▶ **Exercise brief**: Recast the records below as a Markdown table with two columns, "Row" for a running number and "Text" for each line, leaving out blank lines and the pictures.

******

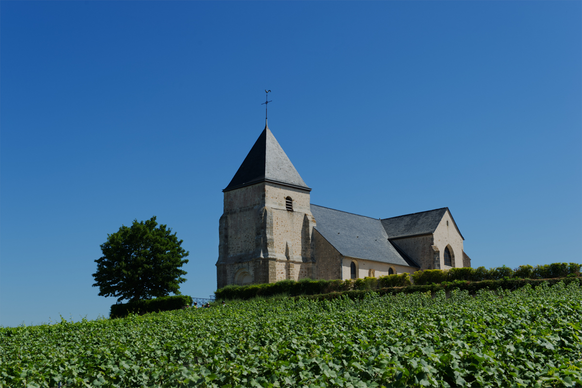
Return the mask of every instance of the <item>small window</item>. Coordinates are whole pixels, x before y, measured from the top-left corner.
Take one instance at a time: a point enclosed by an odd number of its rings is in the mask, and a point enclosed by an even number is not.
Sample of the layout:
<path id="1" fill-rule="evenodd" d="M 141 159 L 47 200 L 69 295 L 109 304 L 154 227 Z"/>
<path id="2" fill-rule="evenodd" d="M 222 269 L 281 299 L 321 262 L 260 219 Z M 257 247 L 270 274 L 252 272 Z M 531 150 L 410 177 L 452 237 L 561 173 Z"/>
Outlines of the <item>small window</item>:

******

▶ **The solution**:
| Row | Text |
|---|---|
| 1 | Return the mask of every instance of the <item>small window</item>. Coordinates are whole pixels, x before y, measured from the top-left corner. |
| 2 | Take one instance at a time: a point enclosed by an odd number of its rings is in the mask, and a point enclosed by an even number is not. |
| 3 | Sample of the layout: |
| 4 | <path id="1" fill-rule="evenodd" d="M 141 159 L 47 200 L 69 295 L 109 304 L 154 227 Z"/> |
| 5 | <path id="2" fill-rule="evenodd" d="M 222 269 L 281 299 L 321 262 L 260 219 Z M 257 247 L 270 274 L 252 272 Z M 531 150 L 410 177 L 452 237 L 561 173 Z"/> |
| 6 | Outlines of the <item>small window</item>: |